**DESCRIPTION OF THE TASK**
The answer must consist of every record below, reproduced exactly.

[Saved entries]
——————————

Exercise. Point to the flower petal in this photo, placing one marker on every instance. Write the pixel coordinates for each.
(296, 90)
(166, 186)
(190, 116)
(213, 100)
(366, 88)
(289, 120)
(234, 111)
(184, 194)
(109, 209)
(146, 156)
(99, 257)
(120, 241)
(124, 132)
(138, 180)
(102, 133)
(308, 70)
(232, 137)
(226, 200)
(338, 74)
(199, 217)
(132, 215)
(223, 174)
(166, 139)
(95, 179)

——————————

**RESPONSE TO THE TASK**
Exercise. Point to the flower petal in this photo, placing one marker on every instance. Write the pixel coordinates for each.
(296, 90)
(166, 186)
(190, 116)
(213, 100)
(366, 88)
(289, 120)
(234, 111)
(184, 194)
(109, 209)
(146, 156)
(99, 257)
(120, 241)
(124, 132)
(138, 180)
(102, 133)
(308, 70)
(232, 137)
(226, 200)
(338, 74)
(199, 217)
(132, 215)
(223, 174)
(166, 139)
(95, 179)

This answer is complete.